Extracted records
►
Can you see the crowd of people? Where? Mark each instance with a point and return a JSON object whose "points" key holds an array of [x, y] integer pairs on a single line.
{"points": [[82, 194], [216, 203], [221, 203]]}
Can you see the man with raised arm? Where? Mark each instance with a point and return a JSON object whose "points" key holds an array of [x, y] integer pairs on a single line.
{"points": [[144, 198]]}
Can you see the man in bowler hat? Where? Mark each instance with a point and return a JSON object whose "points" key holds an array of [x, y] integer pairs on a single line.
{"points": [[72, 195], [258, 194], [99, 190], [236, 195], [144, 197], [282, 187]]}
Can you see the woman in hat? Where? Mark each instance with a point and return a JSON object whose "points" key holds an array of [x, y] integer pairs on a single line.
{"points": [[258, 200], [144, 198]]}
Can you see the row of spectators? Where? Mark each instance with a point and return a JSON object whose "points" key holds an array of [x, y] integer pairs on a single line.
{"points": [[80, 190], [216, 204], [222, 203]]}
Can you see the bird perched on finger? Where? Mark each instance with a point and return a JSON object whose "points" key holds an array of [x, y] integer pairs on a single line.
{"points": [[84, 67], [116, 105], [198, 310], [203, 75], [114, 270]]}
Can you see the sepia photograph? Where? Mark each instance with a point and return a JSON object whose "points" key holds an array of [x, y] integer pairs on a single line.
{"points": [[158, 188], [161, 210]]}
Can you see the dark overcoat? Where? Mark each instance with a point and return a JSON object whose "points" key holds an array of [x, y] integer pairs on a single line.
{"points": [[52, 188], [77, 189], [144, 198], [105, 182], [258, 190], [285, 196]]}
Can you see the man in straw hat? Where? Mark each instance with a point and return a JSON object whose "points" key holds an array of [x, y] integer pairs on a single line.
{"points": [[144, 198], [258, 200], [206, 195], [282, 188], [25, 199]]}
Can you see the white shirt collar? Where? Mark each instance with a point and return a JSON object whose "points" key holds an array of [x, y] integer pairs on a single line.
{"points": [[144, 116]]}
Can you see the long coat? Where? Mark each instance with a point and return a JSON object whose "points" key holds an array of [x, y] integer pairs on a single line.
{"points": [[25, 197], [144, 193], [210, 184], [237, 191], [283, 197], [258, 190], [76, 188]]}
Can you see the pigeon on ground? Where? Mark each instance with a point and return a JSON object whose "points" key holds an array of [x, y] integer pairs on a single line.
◄
Each entry in the data should be restated exactly as it was written.

- **ANSWER SECTION**
Can you see the crowd of people? Where? Mark each instance with a point and return a JSON object whose "points" key holds an array of [x, y] integer pairs on a single line.
{"points": [[82, 194], [216, 203], [221, 203]]}
Can you see the man with raised arm? Where? Mark each instance with a point and return a JSON object whose "points" key holds an array of [x, y] integer pairs on a single line.
{"points": [[144, 198]]}
Can you see the man in bowler hat? Where? Mark each instance with a point and return a JSON object whose "points" key holds an array of [x, y] integer pairs on a single line.
{"points": [[72, 195], [258, 194], [99, 190], [236, 195], [144, 197], [282, 187]]}
Can you see the woman in hat? Where? Mark each instance with a point and return a JSON object whose "points" key holds an array of [x, y] integer pairs on a single line.
{"points": [[258, 200], [144, 198]]}
Can you see the row of spectators? Where? Mark each instance with a point and return a JSON object whose "points" key holds an array of [x, y] integer pairs on a single line.
{"points": [[80, 190], [216, 204], [222, 203]]}
Can you see the bird perched on finger? Where? Mark each instance with a point and return a JSON object whose "points" key holds an array of [x, y] integer pairs on a single line.
{"points": [[84, 67], [116, 105], [198, 310], [203, 75], [114, 270]]}
Can you see the sepia photograph? Where? Mark each instance with a point and return a JSON object whose "points" key holds an array of [x, y] integer pairs on a single line.
{"points": [[158, 188], [161, 210]]}
Can you see the dark overcoat? Where? Mark each instance with a point and return a JSON object whose "points" key holds an array of [x, y] integer pairs on a single line.
{"points": [[52, 188], [77, 189], [144, 198], [105, 182], [258, 190], [285, 196]]}
Can you see the man in straw hat? Where? Mark each instance with a point and return a JSON object whose "points" key holds an array of [x, y] integer pairs on a single line.
{"points": [[144, 198], [258, 200], [206, 195], [282, 188], [25, 199]]}
Can you see the white shirt collar? Where? Mark each instance with a point and return a JSON object whose "points" key holds an array of [x, y] integer pairs on a single line.
{"points": [[144, 116]]}
Can you see the long coat? Where? Mark each instance with a point and return a JSON object whose "points" key holds an array of [x, y] integer pairs on a single line.
{"points": [[25, 197], [144, 193], [210, 184], [237, 191], [283, 197], [258, 190], [76, 188]]}
Can you see the pigeon on ground? Where? Mark each instance with a point and return a JSON object whose "points" key holds an array of [x, y] integer pairs on a single line.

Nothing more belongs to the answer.